# New Radio Shack Madone for ToC



## rward325 (Sep 22, 2008)

Just thought I would post this

Link to article:https://www.livestrong.com/teamradi...-trek-shepard-fairey-team-up-team-radioshack/


----------



## Cinelli 82220 (Dec 2, 2010)

How can the same company make such a nice job of the Leopard bikes and such a consistently hideous job of all the Radio Shack bikes?


----------



## rubbersoul (Mar 1, 2010)

agreed, color scheme is crap


----------



## JW3 (May 7, 2011)

I would have to disagree with Rubber and Cinelli. I think it looks hella sick.


----------



## onthebottom (May 4, 2011)

Shepard Fairey designed that bike, he did one for Lance in 09.... he's the guy who did the Obama red/blue poster.... watch Exit Through the Gift Shop....

I think it's very cool!

OTB


----------



## Road Hazard (Feb 5, 2011)

The super-fine details are nice but for the time spent on the paint I wonder if a more general red/black scheme wouldn't be just as good. I mean you have to be fairly close to even see the super-fine details.

And, if we're being honest, "The Shack" doesn't fit with pro cycling. The majesty, the grace, the beauty, "the shack," no.

I love my madone, but come on...


----------



## tdietz87 (Apr 19, 2011)

I agree the paint job just isn't my style, but hey, if it looks good to somebody else, great! I came across this video and thought I would share. Looks like a lot of time goes into these radioshack bikes (I know this is previous paint-job, but I assume same techniques)


----------



## cryoplasm (Jun 14, 2008)

Paint Jobs -- the last bastion of bicycle frames.


----------

* WHAT TO WORK ON
• a. According to one poster in the Madone thread, who designed the bike?
• b. Please duplicate everything in the Madone thread from "Just thought I" down to "Radio Shack bikes?".
The entries have no connection to the Madone thread above.

* INFORMATION SUPPLIED
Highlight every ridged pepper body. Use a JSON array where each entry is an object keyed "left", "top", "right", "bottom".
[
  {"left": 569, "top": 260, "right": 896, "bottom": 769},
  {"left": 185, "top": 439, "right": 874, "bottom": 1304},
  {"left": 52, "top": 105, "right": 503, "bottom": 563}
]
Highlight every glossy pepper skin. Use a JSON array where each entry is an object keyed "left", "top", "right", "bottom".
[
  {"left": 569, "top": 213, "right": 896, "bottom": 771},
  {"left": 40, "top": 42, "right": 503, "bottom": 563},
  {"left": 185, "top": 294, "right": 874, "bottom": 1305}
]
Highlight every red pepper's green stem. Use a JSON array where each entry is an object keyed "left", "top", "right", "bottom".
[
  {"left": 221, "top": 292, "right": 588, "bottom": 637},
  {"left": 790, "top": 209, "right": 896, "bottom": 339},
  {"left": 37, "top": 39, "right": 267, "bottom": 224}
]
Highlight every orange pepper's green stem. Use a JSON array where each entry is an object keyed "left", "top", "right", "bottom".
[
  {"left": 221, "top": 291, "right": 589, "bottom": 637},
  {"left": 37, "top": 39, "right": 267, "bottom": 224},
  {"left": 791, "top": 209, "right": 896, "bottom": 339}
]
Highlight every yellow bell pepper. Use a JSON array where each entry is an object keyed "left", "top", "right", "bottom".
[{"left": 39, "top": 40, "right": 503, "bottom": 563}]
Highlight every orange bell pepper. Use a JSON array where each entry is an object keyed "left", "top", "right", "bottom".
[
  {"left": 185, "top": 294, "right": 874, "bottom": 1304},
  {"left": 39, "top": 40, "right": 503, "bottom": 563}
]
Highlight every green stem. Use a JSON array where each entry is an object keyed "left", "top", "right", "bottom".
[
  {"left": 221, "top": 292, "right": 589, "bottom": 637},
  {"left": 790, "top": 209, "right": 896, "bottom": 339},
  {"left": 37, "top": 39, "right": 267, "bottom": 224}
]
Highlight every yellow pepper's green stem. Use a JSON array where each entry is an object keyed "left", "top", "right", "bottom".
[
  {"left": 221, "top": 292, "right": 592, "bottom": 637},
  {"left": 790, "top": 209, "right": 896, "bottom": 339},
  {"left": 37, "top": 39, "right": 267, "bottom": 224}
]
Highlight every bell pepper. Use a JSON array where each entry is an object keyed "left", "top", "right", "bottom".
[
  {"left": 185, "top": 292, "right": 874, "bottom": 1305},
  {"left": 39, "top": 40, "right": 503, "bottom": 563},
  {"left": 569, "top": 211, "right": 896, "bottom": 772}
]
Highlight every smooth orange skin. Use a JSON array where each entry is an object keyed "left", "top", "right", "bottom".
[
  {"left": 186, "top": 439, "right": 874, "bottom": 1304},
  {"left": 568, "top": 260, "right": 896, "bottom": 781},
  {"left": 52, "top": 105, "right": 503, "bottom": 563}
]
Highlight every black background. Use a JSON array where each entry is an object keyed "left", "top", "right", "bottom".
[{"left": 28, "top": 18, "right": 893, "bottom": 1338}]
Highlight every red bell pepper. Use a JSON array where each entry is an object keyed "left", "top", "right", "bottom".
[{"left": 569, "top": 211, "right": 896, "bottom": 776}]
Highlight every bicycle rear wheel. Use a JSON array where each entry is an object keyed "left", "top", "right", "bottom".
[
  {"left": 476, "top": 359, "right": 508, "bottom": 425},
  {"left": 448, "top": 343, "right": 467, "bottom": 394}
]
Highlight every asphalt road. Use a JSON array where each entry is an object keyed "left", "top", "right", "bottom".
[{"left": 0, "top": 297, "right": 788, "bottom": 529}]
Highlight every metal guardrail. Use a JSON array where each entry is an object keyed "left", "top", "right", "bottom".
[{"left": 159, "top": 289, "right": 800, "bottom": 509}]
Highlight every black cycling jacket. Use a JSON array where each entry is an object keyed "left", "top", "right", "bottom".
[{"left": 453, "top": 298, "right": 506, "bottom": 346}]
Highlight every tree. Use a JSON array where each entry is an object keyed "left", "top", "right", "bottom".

* ANSWERS TO THE TASKS
• a. Shepard Fairey

• b.
Just thought I would post this

Link to article:https://www.livestrong.com/teamradi...-trek-shepard-fairey-team-up-team-radioshack/


----------



## Cinelli 82220 (Dec 2, 2010)

How can the same company make such a nice job of the Leopard bikes and such a consistently hideous job of all the Radio Shack bikes?